* [Set task]
Reproduce each of the items below word for word, omitting the pictures.

* [Input data]
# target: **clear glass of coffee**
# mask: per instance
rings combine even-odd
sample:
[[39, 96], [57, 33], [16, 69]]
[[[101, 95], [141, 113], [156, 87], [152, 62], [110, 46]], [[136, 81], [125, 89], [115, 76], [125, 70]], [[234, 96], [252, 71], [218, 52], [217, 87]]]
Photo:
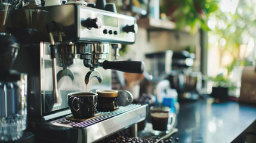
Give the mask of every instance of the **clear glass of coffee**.
[[151, 107], [152, 133], [155, 135], [169, 133], [174, 127], [176, 114], [169, 107]]

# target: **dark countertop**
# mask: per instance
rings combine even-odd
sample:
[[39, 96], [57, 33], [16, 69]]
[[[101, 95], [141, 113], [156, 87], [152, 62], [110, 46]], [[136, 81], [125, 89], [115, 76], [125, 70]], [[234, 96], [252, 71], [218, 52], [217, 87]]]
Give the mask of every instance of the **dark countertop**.
[[[180, 106], [179, 130], [172, 135], [178, 142], [231, 142], [256, 120], [256, 105], [214, 103], [208, 98], [181, 102]], [[144, 130], [150, 128], [147, 125]]]

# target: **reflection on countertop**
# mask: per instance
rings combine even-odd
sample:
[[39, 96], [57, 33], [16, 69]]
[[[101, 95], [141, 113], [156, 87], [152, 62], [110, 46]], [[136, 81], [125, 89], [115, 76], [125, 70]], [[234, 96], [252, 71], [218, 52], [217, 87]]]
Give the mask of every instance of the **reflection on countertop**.
[[231, 142], [256, 120], [256, 105], [212, 98], [180, 104], [178, 132], [172, 136], [178, 142]]

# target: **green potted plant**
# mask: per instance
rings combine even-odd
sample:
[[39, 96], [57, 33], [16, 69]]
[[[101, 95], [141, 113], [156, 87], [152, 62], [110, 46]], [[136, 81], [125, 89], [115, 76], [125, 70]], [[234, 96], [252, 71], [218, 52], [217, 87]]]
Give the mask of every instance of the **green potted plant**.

* [Expected answer]
# target: **clear glass of coffee**
# mask: per instance
rings combine even-odd
sample:
[[39, 96], [57, 33], [16, 69]]
[[[101, 95], [141, 113], [156, 87], [152, 62], [110, 46]], [[136, 81], [125, 89], [115, 76], [125, 70]], [[234, 96], [252, 71], [218, 52], [217, 87]]]
Photo:
Give the mask of every instance of the **clear glass of coffee**.
[[151, 107], [152, 133], [155, 135], [169, 133], [174, 127], [176, 114], [169, 107]]

# target: **dark countertop**
# mask: per instance
rings combine even-odd
sample:
[[39, 96], [57, 33], [16, 69]]
[[[101, 95], [141, 113], [156, 87], [152, 62], [110, 46]], [[136, 81], [125, 89], [115, 76], [125, 70]], [[234, 96], [252, 71], [218, 52], [217, 87]]]
Give the mask of every instance of the **dark countertop**.
[[[180, 106], [179, 130], [172, 135], [178, 142], [231, 142], [256, 120], [256, 105], [214, 103], [208, 98], [181, 102]], [[144, 130], [150, 128], [147, 125]]]

# target: **reflection on countertop**
# mask: per instance
rings combine even-odd
sample:
[[39, 96], [57, 33], [16, 69]]
[[[101, 95], [141, 113], [156, 87], [152, 62], [110, 46]], [[136, 81], [125, 89], [115, 76], [125, 70]], [[234, 96], [252, 71], [218, 52], [217, 87]]]
Give the mask of every instance of the **reflection on countertop**.
[[231, 142], [256, 120], [256, 105], [212, 98], [180, 104], [178, 132], [172, 136], [178, 142]]

# target: **green potted plant**
# mask: per instance
rings combine even-odd
sample:
[[39, 96], [57, 33], [16, 69]]
[[[101, 95], [141, 113], [156, 87], [152, 62], [110, 46]], [[136, 81], [125, 89], [115, 76], [125, 70]], [[234, 96], [252, 71], [218, 52], [217, 87]]]
Give the mask of every instance of the **green potted plant**.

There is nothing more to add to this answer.